▸ **DATA IN THIS EXERCISE**
..........

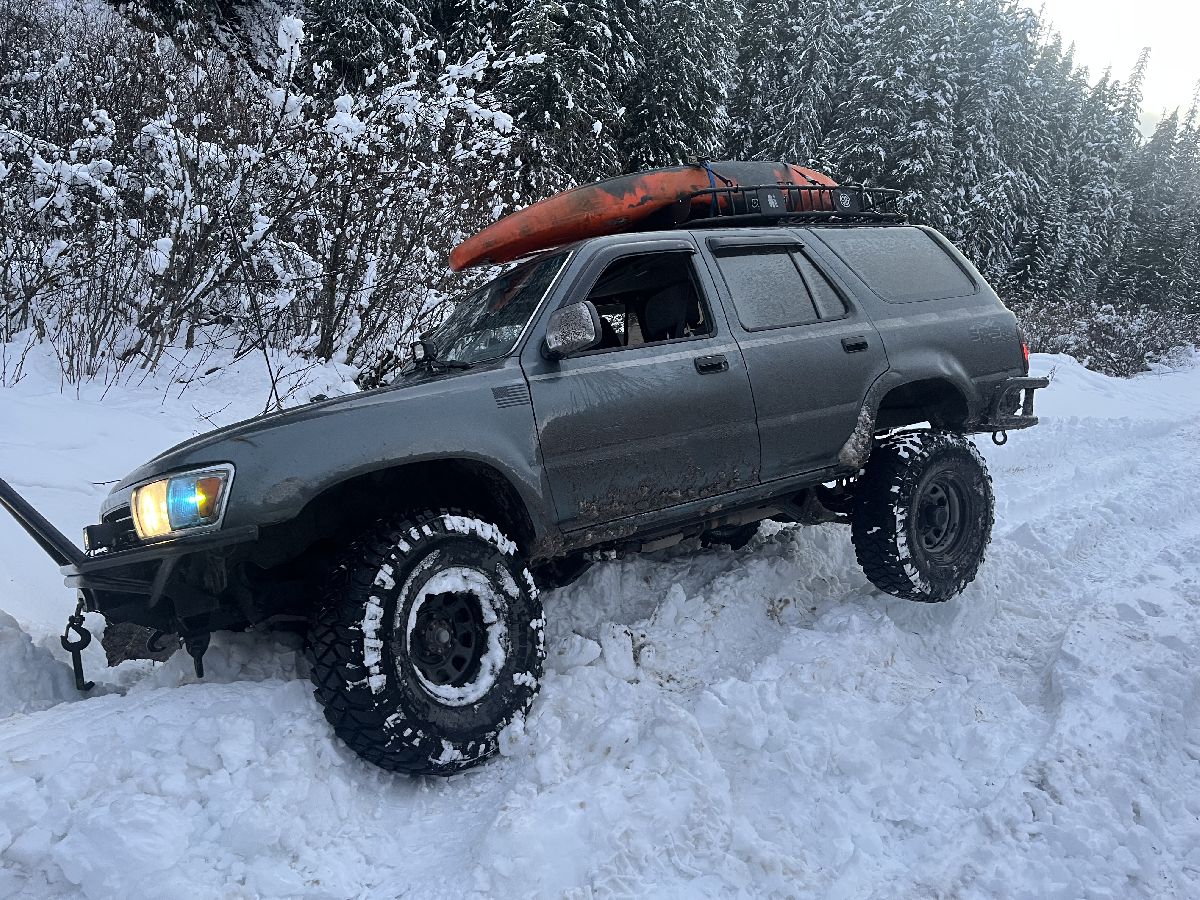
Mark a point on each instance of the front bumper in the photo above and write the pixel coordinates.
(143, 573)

..........

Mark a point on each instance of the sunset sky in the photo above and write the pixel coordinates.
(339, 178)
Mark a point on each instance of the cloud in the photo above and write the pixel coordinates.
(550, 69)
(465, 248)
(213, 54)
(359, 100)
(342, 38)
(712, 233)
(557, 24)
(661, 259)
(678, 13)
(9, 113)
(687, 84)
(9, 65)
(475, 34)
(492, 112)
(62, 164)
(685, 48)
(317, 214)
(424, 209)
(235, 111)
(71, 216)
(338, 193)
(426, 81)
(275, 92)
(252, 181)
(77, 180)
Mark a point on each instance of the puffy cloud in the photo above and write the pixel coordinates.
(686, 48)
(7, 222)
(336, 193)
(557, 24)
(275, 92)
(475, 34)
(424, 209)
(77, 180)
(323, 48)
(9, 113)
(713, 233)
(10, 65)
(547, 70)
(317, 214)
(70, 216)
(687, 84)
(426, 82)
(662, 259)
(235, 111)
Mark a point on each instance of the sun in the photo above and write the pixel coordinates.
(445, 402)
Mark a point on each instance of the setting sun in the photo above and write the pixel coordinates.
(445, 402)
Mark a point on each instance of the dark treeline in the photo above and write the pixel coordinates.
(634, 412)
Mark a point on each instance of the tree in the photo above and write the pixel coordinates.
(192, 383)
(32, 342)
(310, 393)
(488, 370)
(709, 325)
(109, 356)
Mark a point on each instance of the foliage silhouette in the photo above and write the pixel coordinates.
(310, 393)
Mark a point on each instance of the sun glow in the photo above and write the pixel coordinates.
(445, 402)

..........

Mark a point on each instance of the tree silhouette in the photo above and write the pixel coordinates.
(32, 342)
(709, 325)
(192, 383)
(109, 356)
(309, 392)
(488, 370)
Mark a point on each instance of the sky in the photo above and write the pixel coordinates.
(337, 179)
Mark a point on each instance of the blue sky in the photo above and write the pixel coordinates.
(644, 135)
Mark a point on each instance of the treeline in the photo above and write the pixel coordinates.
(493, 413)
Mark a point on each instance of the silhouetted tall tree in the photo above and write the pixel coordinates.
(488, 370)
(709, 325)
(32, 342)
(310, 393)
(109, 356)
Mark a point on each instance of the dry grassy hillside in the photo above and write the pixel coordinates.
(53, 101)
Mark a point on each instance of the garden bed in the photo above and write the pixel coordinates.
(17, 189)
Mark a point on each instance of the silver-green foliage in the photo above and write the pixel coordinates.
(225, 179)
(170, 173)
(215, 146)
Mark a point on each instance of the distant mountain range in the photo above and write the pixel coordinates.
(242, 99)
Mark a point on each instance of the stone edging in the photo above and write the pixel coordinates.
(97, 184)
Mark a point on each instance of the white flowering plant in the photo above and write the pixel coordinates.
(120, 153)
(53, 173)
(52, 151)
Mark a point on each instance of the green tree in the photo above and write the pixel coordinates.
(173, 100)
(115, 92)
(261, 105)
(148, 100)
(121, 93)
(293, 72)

..........

▸ **THE REQUEST**
How many of the lines above contain the string "green"? Reply with the number alone.

▸ **THE OUTPUT**
2